TESTO DI PARTENZA:
= = = = =

Da qui l’esigenza fondamentale che i comunisti ridefiniscano la loro linea d’azione, il loro programma e la loro strategia, tenendo conto dei dati concreti acquisiti dalla loro esperienza storica, al centro della quale va necessariamente allocata l’esperienza della prima dittatura proletaria affermatasi a seguito della rivoluzione di Ottobre.

Vogliamo al riguardo prendere spunto dalle parole del compagno Fosco Dinucci (contenute in un suo scritto pubblicato nel 1989 su "Nuova Unità"), le quali ne sintetizzano con grande chiarezza il reale significato:

"Sotto la guida del partito comunista bolscevico, con alla testa Lenin e poi Stalin (...), l’Unione Sovietica divenne una base sicura e potente del movimento rivoluzionario mondiale (...) E’ questo il periodo (anni ’30: n.d.r..) in cui il paese dei Soviet è impegnato nella collettivizzazione dell’agricoltura e nella più rapida industrializzazione (...). Naturalmente vi erano pure lacune, difetti ed errori in questa immane impresa di costruzione di una nuova società, senza precedenti nella storia e quindi senza esperienze da cui trarre insegnamento. Il P.C.d.I, nel giudizio molto positivo sull’edificazione socialista in quel periodo, ha indicato tra gli errori più gravi, l’aver concentrato il potere in pochi dirigenti, mentre la dittatura del proletariato, che deve essere inesorabile contro i nemici di classe, deve nel contempo promuovere la più ampia democrazia socialista per le masse. Da ciò sono derivati atti come quello di considerare traditori al servizio del nemico e trattare come tali dei semplici dissidenti. Ciò ha favorito lo sviluppo di una certa burocrazia che, Stalin vivente, non ha osato contrapporsi alla politica leninista del P.C.U.S., come ha fatto invece dopo la sua morte".

Concordiamo sostanzialmente con questa valutazione del compagno Dinucci, la quale implica il giusto riconoscimento dei grandi meriti storici di Stalin, così come dei suoi errori, i quali tuttavia - come ebbe a sottolineare Mao - stanno in secondo piano rispetto ai suoi successi e non possono sminuire il suo valore di eminente marxista-leninista.

Ma una più attenta ed approfondita riflessione su quella esperienza storica e sull’opera di Stalin ci induce a ritenere che per poterne trarre un bilancio serio ed utile, in vista dei grandi e complessi compiti spettanti ai comunisti nel nuovo secolo, occorra introdurre una distinzione fondamentale tra gli errori soggettivi (evitabili) di Stalin (e del gruppo dirigente del partito comunista bolscevico da lui guidato) e gli "errori storici" che li coinvolgono. Per quanto riguarda questi ultimi, trattasi, in sostanza, di errori INEVITABILI, in quanto generati da condizioni storiche specifiche, contestuali ad un’epoca (l’epoca dell’imperialismo, del capitalismo decadente) nella quale la rivoluzione proletaria riuscì a spezzare l’anello più debole della catena impcrialistica, ma non potè prevalere nei punti alti dello sviluppo capitalistico, oggettivamente maturi per la trasformazione socialista.

= = = = =

CONSEGNA A: Per ognuna di queste affermazioni, di' se concorda con il testo su Stalin e l’esperienza sovietica. Rispondi sì o no e riporta tra virgolette le parole del testo che lo decidono: (i) lo scritto di Fosco Dinucci citato fu pubblicato nel 1989 su "Nuova Unità"; (ii) secondo il brano citato, negli anni ’30 il paese dei Soviet era impegnato nella collettivizzazione dell’agricoltura; (iii) il testo considera evitabili gli "errori storici".
I record qui sotto non hanno niente a che vedere con il testo.

= = = = =

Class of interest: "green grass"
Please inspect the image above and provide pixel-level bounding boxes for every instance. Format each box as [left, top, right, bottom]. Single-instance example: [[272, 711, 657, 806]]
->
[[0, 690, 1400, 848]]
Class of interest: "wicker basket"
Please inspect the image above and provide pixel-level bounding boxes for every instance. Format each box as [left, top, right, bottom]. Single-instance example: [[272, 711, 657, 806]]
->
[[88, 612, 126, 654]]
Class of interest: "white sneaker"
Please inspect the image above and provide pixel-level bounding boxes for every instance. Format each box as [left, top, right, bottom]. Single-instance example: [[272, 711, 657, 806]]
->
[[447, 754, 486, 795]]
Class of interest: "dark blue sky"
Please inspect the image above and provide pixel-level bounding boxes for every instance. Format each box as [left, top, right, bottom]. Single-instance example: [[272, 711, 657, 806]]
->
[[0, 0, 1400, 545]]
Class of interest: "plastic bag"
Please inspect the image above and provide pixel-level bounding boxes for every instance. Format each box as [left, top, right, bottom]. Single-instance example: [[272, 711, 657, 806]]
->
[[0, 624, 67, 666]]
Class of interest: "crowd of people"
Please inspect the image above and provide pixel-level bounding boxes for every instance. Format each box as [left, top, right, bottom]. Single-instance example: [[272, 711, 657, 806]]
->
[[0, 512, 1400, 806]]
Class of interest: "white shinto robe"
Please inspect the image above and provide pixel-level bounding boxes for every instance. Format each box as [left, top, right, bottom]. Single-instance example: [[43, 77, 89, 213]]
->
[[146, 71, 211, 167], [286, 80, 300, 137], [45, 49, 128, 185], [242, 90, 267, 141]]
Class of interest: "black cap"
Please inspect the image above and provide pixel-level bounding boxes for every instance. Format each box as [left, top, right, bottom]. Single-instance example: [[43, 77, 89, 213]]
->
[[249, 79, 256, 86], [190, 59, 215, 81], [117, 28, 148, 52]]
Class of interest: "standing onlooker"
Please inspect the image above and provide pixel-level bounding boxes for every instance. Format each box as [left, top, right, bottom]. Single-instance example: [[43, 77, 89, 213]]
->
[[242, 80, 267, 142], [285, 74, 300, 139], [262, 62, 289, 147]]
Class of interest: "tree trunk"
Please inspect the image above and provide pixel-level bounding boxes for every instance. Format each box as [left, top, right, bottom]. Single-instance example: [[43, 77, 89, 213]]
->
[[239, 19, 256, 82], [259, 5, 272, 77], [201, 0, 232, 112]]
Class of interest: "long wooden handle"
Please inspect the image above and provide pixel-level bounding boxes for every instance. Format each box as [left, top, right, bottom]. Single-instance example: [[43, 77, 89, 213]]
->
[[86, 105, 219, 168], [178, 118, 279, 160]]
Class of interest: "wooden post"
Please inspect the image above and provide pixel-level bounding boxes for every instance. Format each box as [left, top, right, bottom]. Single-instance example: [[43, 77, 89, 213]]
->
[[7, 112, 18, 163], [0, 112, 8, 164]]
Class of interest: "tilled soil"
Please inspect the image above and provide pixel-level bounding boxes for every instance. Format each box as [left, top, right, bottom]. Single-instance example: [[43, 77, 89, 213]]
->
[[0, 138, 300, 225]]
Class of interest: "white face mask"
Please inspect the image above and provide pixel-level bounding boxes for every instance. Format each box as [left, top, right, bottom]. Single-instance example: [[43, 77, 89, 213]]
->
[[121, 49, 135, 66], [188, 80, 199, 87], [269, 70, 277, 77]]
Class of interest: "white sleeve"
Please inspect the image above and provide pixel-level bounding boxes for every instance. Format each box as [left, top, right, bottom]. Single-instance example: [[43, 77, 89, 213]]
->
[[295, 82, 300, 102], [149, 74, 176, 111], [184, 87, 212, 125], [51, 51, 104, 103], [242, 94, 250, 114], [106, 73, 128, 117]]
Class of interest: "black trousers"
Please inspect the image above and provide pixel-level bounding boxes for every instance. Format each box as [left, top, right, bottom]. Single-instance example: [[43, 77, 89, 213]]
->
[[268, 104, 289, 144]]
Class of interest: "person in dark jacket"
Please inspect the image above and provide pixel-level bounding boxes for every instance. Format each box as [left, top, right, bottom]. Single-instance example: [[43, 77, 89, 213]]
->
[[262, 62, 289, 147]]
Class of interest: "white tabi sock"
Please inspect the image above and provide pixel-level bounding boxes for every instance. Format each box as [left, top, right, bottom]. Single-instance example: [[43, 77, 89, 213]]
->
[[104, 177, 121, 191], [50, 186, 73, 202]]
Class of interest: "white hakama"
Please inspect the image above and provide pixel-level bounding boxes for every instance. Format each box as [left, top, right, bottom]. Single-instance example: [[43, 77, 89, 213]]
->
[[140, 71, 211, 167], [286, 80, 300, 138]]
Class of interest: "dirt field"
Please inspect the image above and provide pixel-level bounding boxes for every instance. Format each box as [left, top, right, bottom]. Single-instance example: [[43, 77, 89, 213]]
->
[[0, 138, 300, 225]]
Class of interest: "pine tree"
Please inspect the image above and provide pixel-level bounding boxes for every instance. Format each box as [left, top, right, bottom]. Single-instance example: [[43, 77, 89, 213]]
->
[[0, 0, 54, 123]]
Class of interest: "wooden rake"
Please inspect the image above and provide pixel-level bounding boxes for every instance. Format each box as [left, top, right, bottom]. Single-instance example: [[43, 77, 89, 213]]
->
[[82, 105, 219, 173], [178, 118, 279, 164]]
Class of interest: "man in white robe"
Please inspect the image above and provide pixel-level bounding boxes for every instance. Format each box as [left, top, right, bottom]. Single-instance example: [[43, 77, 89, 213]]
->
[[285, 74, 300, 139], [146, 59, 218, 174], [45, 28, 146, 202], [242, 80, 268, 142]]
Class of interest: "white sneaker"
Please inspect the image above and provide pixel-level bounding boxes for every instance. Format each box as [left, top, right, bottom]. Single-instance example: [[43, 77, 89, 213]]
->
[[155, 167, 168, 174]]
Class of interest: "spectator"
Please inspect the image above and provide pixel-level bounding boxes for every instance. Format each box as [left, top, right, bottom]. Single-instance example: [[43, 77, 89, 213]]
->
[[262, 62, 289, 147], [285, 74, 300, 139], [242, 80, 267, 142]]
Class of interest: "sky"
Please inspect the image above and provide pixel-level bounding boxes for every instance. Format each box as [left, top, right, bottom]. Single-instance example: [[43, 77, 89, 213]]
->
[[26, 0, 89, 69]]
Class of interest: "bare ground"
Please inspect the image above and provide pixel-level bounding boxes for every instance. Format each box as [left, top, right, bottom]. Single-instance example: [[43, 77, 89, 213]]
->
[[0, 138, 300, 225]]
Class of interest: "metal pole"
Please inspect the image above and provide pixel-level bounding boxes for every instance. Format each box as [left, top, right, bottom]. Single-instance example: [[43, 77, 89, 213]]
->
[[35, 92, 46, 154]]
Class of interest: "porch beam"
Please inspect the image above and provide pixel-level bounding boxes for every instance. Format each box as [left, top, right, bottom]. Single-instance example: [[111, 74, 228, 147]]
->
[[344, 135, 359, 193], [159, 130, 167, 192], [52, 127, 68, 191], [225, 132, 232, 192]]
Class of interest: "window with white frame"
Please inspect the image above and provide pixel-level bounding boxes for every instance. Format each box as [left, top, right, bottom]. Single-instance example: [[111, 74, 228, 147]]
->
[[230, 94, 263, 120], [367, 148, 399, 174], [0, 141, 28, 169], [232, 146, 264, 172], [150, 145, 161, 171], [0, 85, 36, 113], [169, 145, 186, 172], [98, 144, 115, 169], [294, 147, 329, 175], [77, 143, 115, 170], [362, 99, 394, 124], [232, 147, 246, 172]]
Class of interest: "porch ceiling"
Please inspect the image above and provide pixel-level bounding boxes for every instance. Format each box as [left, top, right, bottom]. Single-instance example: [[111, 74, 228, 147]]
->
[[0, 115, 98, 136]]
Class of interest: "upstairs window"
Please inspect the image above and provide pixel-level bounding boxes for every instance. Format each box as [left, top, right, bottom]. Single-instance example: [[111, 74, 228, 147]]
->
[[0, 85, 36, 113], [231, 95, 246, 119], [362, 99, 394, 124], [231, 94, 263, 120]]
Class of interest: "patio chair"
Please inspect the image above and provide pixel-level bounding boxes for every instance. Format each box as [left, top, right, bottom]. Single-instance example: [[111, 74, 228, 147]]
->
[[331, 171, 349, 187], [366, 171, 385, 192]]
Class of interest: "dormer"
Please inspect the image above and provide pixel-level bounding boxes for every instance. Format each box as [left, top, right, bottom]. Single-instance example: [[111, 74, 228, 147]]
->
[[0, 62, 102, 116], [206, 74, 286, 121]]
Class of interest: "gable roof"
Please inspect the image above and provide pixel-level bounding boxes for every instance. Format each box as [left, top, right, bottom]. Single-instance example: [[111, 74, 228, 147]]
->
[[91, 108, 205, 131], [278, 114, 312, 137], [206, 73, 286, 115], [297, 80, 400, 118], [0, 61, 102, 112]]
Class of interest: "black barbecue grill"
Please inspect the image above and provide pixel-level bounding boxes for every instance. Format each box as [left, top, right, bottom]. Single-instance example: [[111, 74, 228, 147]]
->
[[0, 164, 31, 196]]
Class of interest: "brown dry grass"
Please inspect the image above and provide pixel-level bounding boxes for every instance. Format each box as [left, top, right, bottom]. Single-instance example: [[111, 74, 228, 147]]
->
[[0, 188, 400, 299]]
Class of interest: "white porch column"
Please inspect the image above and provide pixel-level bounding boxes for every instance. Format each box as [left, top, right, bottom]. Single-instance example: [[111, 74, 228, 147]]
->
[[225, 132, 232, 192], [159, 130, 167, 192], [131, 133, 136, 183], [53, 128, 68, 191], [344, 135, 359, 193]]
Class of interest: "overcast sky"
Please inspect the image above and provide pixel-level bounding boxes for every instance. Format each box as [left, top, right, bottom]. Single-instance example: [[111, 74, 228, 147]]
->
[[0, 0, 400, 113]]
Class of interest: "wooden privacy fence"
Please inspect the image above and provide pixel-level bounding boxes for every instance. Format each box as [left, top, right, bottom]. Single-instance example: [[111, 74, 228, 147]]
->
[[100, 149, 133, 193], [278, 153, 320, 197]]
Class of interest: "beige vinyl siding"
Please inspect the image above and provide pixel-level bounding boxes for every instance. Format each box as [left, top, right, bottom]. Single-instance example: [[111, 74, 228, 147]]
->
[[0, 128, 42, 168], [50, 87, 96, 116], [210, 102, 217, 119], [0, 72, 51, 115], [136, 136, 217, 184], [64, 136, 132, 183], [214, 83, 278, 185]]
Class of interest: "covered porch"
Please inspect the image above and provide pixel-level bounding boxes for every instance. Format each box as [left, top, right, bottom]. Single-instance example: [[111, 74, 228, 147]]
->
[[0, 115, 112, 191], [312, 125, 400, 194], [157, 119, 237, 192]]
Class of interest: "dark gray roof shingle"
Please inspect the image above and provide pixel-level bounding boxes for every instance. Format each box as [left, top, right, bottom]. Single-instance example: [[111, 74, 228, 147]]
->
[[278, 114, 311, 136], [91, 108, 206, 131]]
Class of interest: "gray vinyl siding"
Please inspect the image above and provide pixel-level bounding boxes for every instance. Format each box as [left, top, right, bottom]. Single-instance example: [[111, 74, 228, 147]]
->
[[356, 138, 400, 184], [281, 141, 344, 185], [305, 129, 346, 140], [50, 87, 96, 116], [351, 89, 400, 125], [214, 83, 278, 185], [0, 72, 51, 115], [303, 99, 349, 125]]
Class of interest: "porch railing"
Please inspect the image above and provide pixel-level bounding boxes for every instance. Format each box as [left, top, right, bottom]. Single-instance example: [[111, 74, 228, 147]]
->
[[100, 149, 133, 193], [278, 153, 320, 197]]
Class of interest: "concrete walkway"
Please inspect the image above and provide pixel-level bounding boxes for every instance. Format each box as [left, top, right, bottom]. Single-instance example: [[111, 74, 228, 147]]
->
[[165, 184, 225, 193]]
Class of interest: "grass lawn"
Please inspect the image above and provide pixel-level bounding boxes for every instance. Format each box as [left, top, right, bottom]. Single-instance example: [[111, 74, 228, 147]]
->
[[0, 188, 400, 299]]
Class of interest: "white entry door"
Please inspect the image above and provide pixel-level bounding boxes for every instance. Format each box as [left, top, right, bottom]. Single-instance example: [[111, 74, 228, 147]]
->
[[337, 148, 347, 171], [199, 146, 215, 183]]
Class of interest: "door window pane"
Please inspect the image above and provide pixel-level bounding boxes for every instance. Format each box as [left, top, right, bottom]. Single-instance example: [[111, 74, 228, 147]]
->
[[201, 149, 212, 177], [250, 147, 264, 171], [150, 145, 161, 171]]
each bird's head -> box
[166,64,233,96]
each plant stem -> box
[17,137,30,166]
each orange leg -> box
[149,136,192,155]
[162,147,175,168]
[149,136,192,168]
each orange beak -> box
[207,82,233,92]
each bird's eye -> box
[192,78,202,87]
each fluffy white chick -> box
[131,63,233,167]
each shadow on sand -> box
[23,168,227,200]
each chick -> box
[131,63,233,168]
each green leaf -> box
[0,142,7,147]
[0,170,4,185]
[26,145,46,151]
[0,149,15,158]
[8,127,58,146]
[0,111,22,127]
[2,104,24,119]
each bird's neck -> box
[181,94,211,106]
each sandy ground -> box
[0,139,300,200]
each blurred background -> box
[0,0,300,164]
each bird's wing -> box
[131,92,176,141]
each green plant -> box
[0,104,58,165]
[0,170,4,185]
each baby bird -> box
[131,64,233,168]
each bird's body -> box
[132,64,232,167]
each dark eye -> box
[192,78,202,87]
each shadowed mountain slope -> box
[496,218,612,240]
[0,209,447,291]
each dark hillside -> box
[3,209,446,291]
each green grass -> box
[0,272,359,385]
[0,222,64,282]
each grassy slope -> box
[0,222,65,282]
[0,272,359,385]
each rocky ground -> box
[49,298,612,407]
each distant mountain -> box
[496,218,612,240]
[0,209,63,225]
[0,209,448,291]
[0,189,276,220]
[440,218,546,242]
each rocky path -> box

= = = = =

CONSEGNA B: Indica quante righe dei record contengono la stringa "plant", distinguendo tra maiuscole e minuscole. Rispondi solo con il numero.

RISPOSTA COMPLETA A:
(i) Sì: «contenute in un suo scritto pubblicato nel 1989 su "Nuova Unità"»
(ii) Sì: «il paese dei Soviet è impegnato nella collettivizzazione dell’agricoltura»
(iii) No: «trattasi, in sostanza, di errori INEVITABILI»

RISPOSTA COMPLETA B: 2